┌─ Records for this exercise

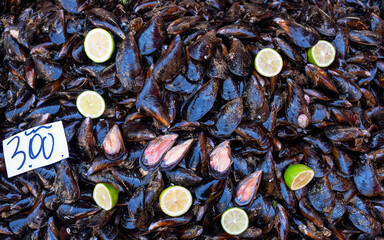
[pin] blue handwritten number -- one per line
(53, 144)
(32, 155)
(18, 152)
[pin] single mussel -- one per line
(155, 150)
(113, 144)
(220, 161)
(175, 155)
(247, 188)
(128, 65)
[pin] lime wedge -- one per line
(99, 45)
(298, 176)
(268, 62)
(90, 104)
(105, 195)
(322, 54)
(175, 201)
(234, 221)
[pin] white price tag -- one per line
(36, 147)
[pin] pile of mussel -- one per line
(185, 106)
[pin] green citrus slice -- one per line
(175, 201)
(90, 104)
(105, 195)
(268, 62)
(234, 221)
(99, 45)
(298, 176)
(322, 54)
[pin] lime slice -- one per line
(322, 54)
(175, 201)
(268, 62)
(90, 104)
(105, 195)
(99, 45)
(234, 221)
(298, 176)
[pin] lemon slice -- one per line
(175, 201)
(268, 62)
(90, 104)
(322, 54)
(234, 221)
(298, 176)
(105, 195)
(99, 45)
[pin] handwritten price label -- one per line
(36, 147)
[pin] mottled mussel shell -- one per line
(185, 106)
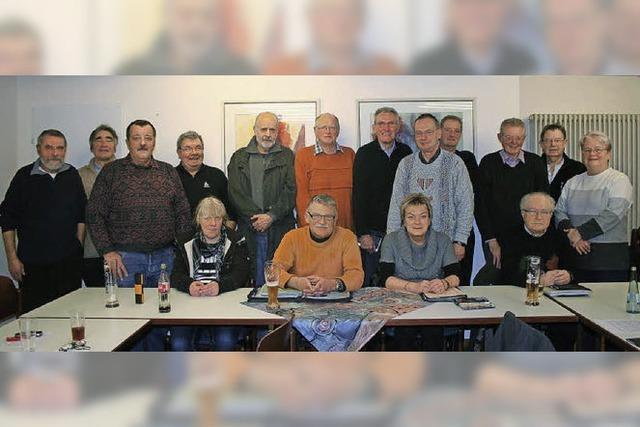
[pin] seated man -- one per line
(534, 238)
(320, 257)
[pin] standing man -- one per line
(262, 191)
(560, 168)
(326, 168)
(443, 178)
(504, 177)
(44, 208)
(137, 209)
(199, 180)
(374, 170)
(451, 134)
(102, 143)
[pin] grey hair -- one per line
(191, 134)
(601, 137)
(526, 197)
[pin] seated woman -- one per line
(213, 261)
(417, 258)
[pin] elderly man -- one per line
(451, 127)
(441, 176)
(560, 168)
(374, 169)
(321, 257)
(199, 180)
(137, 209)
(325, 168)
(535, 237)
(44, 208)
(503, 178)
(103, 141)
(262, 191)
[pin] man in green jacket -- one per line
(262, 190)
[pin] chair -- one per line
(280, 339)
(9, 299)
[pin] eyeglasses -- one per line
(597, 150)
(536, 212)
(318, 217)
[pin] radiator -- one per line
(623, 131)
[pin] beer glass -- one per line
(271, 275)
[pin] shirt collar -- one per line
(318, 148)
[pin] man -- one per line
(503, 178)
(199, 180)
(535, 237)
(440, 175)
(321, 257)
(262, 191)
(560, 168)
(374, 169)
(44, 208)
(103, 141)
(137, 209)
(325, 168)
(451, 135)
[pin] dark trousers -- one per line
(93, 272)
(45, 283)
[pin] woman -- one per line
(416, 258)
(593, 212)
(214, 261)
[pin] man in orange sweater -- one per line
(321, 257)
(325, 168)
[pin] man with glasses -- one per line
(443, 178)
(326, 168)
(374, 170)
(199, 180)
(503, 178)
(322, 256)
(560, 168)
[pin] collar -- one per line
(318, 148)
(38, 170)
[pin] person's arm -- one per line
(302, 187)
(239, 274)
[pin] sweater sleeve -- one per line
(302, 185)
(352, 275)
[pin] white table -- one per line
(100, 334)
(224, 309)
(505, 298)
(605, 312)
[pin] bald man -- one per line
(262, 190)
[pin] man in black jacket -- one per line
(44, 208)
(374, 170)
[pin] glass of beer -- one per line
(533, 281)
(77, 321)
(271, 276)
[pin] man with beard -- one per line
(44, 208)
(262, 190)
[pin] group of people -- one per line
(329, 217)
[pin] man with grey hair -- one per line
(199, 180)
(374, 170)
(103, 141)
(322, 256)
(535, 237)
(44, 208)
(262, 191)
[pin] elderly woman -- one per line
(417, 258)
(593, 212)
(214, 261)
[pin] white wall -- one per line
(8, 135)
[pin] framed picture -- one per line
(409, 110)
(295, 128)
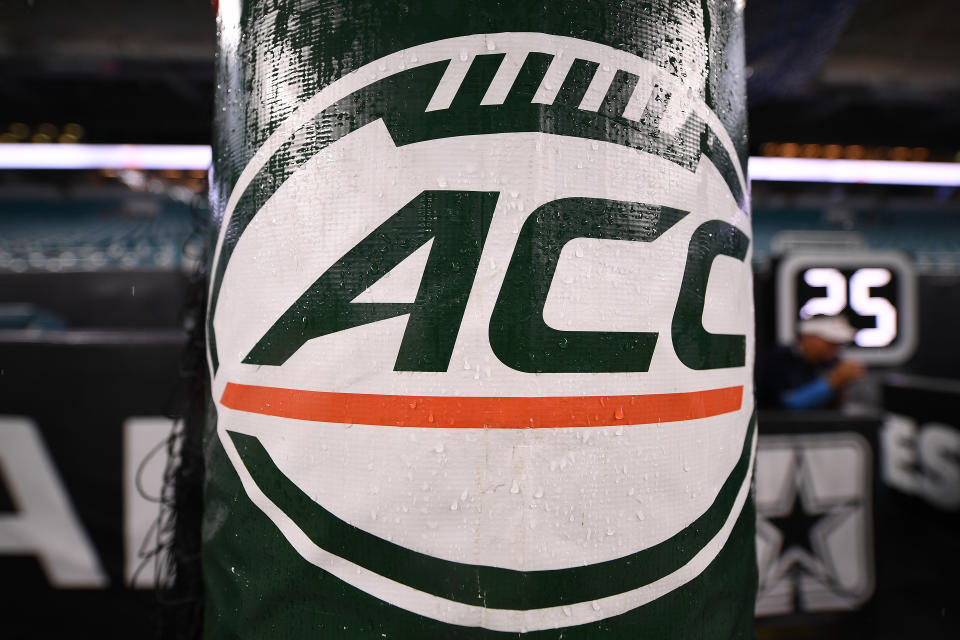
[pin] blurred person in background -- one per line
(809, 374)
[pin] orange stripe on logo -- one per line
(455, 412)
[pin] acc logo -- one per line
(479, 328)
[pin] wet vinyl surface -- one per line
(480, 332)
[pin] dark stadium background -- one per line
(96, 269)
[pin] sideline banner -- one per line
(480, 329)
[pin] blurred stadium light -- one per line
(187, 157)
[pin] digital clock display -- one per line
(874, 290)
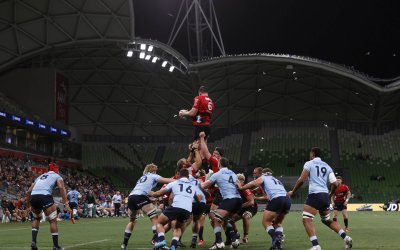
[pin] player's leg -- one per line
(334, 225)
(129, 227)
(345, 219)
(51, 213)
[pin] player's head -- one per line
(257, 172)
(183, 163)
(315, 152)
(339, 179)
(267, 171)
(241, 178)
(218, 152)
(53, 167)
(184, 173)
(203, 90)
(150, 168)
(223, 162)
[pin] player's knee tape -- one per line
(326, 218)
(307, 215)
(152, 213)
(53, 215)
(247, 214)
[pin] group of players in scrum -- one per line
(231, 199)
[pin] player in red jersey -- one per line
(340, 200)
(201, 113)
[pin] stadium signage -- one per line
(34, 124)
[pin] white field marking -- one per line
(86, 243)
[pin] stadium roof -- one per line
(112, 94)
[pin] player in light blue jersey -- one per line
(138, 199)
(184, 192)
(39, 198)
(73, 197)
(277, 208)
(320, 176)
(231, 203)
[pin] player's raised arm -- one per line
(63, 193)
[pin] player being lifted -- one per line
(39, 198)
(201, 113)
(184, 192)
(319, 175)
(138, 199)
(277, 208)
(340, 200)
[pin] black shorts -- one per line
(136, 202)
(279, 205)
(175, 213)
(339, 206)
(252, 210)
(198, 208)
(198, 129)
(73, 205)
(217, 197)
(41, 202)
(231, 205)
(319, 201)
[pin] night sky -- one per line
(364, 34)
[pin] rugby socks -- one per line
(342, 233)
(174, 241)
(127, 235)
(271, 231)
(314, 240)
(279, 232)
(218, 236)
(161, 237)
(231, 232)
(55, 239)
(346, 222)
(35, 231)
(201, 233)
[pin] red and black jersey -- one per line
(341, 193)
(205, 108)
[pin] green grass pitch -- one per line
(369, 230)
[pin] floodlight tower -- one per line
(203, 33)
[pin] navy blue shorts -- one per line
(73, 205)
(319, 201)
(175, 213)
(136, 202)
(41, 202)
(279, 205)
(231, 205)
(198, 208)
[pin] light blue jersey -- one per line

└─

Please repeat every record exactly, leaving the pictures out.

[pin] blue handwritten number -- one per line
(53, 144)
(32, 155)
(18, 152)
[pin] single mussel -- one per line
(155, 150)
(113, 144)
(220, 161)
(175, 155)
(247, 188)
(128, 65)
[pin] lime wedge -- one per line
(99, 45)
(298, 176)
(268, 62)
(90, 104)
(105, 195)
(322, 54)
(175, 201)
(234, 221)
[pin] white price tag -- one per line
(36, 147)
[pin] pile of mussel -- one per line
(185, 106)
[pin] green citrus slice -- one per line
(175, 201)
(90, 104)
(105, 195)
(268, 62)
(234, 221)
(99, 45)
(298, 176)
(322, 54)
[pin] lime slice -- one per line
(322, 54)
(175, 201)
(268, 62)
(90, 104)
(105, 195)
(99, 45)
(234, 221)
(298, 176)
[pin] lemon slice -- one per line
(175, 201)
(268, 62)
(90, 104)
(322, 54)
(234, 221)
(298, 176)
(105, 195)
(99, 45)
[pin] handwritten price label -- one per line
(36, 147)
[pin] mottled mussel shell -- one per line
(185, 106)
[pin] seated man -- one per line
(534, 238)
(320, 257)
[pin] standing man -- one per line
(262, 191)
(560, 168)
(326, 168)
(443, 178)
(504, 177)
(44, 208)
(137, 209)
(199, 180)
(374, 170)
(451, 134)
(102, 143)
[pin] grey hair -- one per line
(191, 134)
(601, 137)
(526, 197)
[pin] seated woman -- one per line
(213, 261)
(417, 258)
[pin] elderly man -- one per line
(451, 127)
(441, 176)
(560, 168)
(374, 169)
(321, 257)
(199, 180)
(137, 209)
(325, 168)
(535, 237)
(44, 208)
(503, 178)
(103, 141)
(262, 191)
[pin] man in green jacket -- one per line
(262, 190)
[pin] chair -- one per line
(280, 339)
(9, 299)
[pin] eyeglasses -- one per line
(597, 150)
(536, 212)
(318, 217)
[pin] radiator -- one per line
(623, 131)
[pin] beer glass -- one per line
(271, 275)
[pin] shirt collar -- one per line
(318, 148)
[pin] man -- one per line
(503, 178)
(199, 180)
(535, 237)
(440, 175)
(321, 257)
(262, 191)
(560, 168)
(374, 169)
(44, 208)
(103, 141)
(137, 209)
(325, 168)
(451, 135)
[pin] dark trousers -- one per line
(93, 272)
(45, 283)
[pin] woman -- one per line
(416, 258)
(593, 212)
(214, 261)
[pin] man in orange sweater -- one per line
(321, 257)
(325, 168)
[pin] man with glasses -- one per line
(443, 178)
(326, 168)
(374, 170)
(199, 180)
(503, 178)
(322, 256)
(560, 168)
[pin] collar -- one per line
(318, 148)
(38, 170)
[pin] person's arm -- one per line
(302, 187)
(239, 274)
[pin] sweater sleeve -- one per line
(302, 185)
(352, 275)
[pin] white table -- one per line
(100, 334)
(224, 309)
(505, 298)
(605, 312)
[pin] bald man -- one per line
(262, 190)
[pin] man in black jacket -- one per line
(44, 208)
(374, 170)
[pin] glass of beer -- one per line
(533, 281)
(77, 321)
(271, 276)
[pin] man with beard -- one per line
(44, 208)
(262, 190)
[pin] group of people -- one per line
(329, 217)
[pin] man with grey hair -- one per line
(199, 180)
(374, 170)
(103, 141)
(322, 256)
(535, 237)
(44, 208)
(262, 191)
[pin] elderly woman -- one per line
(417, 258)
(593, 212)
(214, 261)
[pin] white wall -- one per line
(8, 135)
[pin] framed picture -- one per line
(409, 110)
(295, 128)
[pin] blurred person in background -- one per line
(809, 374)
[pin] orange stripe on logo -- one per line
(455, 412)
[pin] acc logo -- one per line
(479, 328)
[pin] wet vinyl surface -- one per line
(480, 332)
[pin] dark stadium background -- one per line
(96, 269)
[pin] sideline banner -- one per line
(480, 329)
[pin] blurred stadium light -- one per line
(187, 157)
[pin] digital clock display -- one per line
(874, 290)
[pin] player's leg -- one per line
(334, 225)
(129, 227)
(345, 219)
(51, 213)
[pin] player's head -- one per line
(257, 172)
(183, 163)
(315, 152)
(339, 179)
(267, 171)
(241, 178)
(218, 152)
(53, 167)
(184, 173)
(203, 90)
(150, 168)
(223, 162)
[pin] player's knee tape -- one per line
(326, 218)
(307, 215)
(152, 213)
(53, 215)
(247, 214)
[pin] group of players in scrum -- one per line
(231, 199)
[pin] player in red jersey -- one per line
(340, 200)
(201, 113)
[pin] stadium signage -- one per line
(34, 124)
[pin] white field marking -- one per line
(86, 243)
[pin] stadium roof -- one per line
(112, 94)
[pin] player in light blue jersey -- one per line
(138, 199)
(184, 192)
(39, 198)
(73, 197)
(277, 208)
(320, 176)
(231, 203)
[pin] player's raised arm -- one per line
(63, 193)
[pin] player being lifted -- one per line
(39, 198)
(201, 113)
(184, 192)
(319, 175)
(138, 199)
(277, 208)
(340, 200)
[pin] black shorts -- one per line
(136, 202)
(279, 205)
(175, 213)
(339, 206)
(252, 210)
(198, 208)
(198, 129)
(73, 205)
(217, 197)
(41, 202)
(231, 205)
(319, 201)
[pin] night sky -- one per line
(364, 34)
[pin] rugby socks -- one per line
(342, 233)
(174, 241)
(127, 235)
(271, 231)
(314, 240)
(279, 232)
(218, 236)
(161, 237)
(231, 232)
(55, 239)
(346, 222)
(35, 231)
(201, 233)
[pin] red and black jersey -- one per line
(341, 193)
(205, 108)
[pin] green grass pitch -- one per line
(369, 230)
[pin] floodlight tower -- one per line
(203, 33)
[pin] navy blue shorts -- one per line
(73, 205)
(319, 201)
(175, 213)
(136, 202)
(41, 202)
(279, 205)
(231, 205)
(198, 208)
[pin] light blue jersey -- one per line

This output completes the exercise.